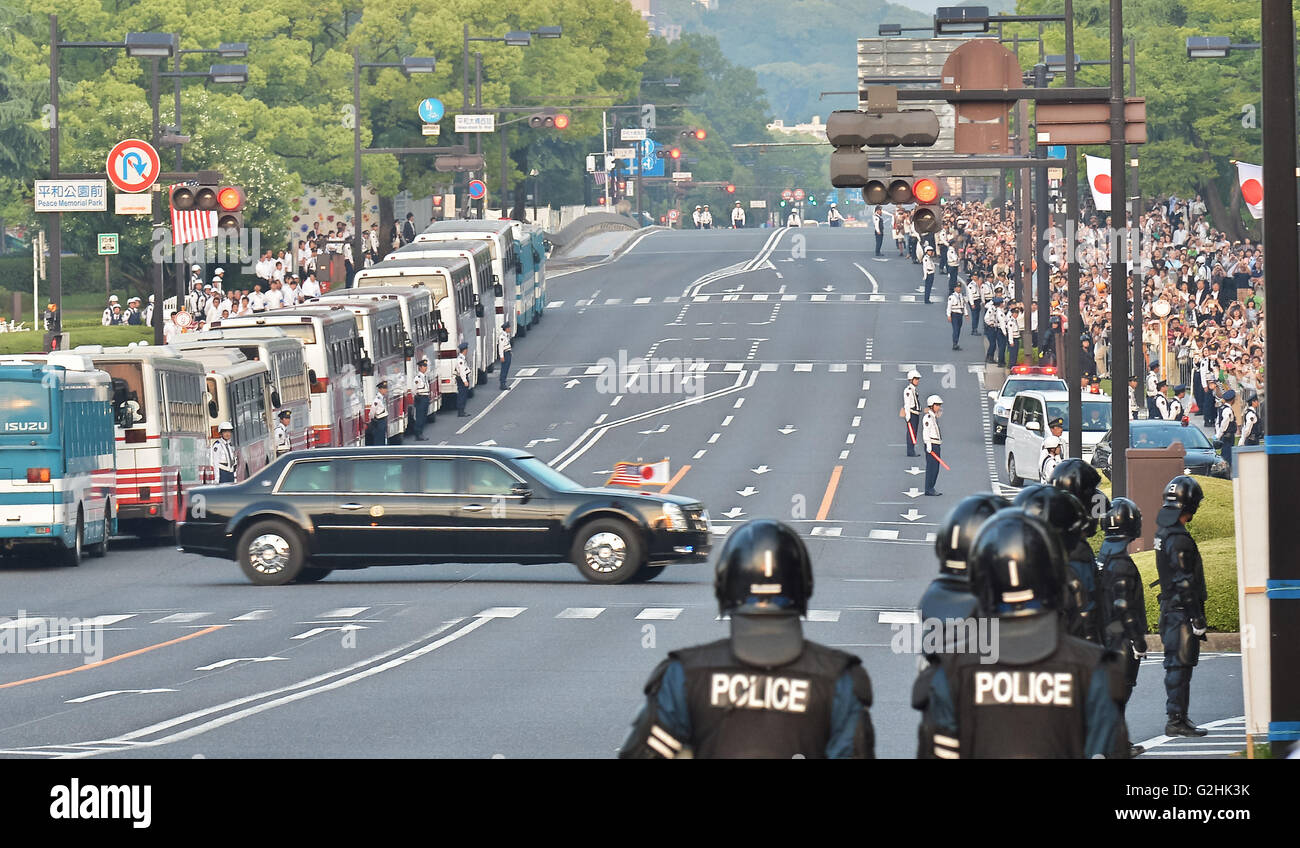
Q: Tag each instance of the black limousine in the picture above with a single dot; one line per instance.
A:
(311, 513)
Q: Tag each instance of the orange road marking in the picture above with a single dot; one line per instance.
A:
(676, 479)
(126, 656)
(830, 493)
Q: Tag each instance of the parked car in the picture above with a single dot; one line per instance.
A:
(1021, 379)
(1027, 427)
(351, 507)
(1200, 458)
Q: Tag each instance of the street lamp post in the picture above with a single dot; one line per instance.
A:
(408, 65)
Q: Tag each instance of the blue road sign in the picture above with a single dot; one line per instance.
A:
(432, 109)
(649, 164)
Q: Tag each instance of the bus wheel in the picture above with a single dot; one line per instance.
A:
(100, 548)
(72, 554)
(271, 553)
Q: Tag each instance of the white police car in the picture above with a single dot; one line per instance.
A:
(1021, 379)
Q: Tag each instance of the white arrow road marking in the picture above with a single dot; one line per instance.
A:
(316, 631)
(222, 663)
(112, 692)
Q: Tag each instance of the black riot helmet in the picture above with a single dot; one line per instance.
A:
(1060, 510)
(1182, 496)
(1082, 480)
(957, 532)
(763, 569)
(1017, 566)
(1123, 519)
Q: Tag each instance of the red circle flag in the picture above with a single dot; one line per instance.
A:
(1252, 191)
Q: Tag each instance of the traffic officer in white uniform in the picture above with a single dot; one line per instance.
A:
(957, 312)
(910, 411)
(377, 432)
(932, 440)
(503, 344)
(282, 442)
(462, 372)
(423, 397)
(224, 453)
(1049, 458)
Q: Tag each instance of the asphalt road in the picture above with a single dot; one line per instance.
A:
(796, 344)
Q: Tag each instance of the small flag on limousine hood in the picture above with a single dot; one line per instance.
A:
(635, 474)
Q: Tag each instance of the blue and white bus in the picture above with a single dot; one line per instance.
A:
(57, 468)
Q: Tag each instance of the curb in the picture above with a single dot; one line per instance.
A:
== == ==
Render all of the data above as a JSON array of strings, with one string per line and no entries for blank lines. Leave the pictures out.

▶ COMPLETE ANSWER:
[
  "Q: Tag each instance of the black limousine in the picture above with a single dot; one line per instance.",
  "A:",
  "(311, 513)",
  "Q: Tag each instance of the orange road marking in the picture above with a single dot; one line per instance.",
  "A:",
  "(676, 479)",
  "(126, 656)",
  "(830, 493)",
  "Q: Tag each instance of the parked car in the picture above with a single dot; one line per instance.",
  "A:",
  "(1021, 379)",
  "(1027, 427)",
  "(351, 507)",
  "(1200, 458)",
  "Q: Tag each instance of the street lamp post in the picture above with a single dot; one line per instance.",
  "A:",
  "(408, 65)",
  "Q: Tag each instance of the blue road sign in the picture above with a single dot; one line per instance.",
  "A:",
  "(432, 109)",
  "(649, 164)",
  "Q: Tag each instance of the bus wheel in the picture above with a single dot; one line per instance.",
  "A:",
  "(100, 548)",
  "(72, 554)",
  "(271, 553)",
  "Q: Tag each instance of the white police car in the picture above with a single dot; one line per instance.",
  "A:",
  "(1021, 379)",
  "Q: Tag each instance of the white arrow road marking in the picture above with a single dot; one line per instance.",
  "A:",
  "(316, 631)",
  "(222, 663)",
  "(112, 692)",
  "Q: Tag each instance of the black riot helmet in the picture above with a single dot; one line per instance.",
  "A:",
  "(1060, 510)",
  "(1182, 496)",
  "(1082, 480)",
  "(957, 532)",
  "(763, 569)",
  "(1017, 566)",
  "(1123, 519)",
  "Q: Tag each instance of the red circle flag in the picture above with a single dot; one line per instance.",
  "A:",
  "(1252, 191)",
  "Q: Tag each instance of the traffic officer in white uniform in the picture above with a single dot; one line per instance.",
  "A:",
  "(957, 312)",
  "(910, 411)",
  "(377, 432)",
  "(932, 440)",
  "(503, 344)",
  "(282, 442)",
  "(462, 372)",
  "(423, 397)",
  "(224, 453)",
  "(1049, 458)",
  "Q: Tag each instance of the asphalt road in the picture above with a single dot; one line per instance.",
  "A:",
  "(796, 344)",
  "Q: Tag each instance of the small flag on limousine hood in the picture above with a single dot; one line per instance.",
  "A:",
  "(635, 474)",
  "Q: Tag each instance of the blue and white bus in the picture above with a single dot; one line per instance.",
  "A:",
  "(57, 468)",
  "Q: Tag each instance of the curb in the picture above with a single dot; one line per instance.",
  "A:"
]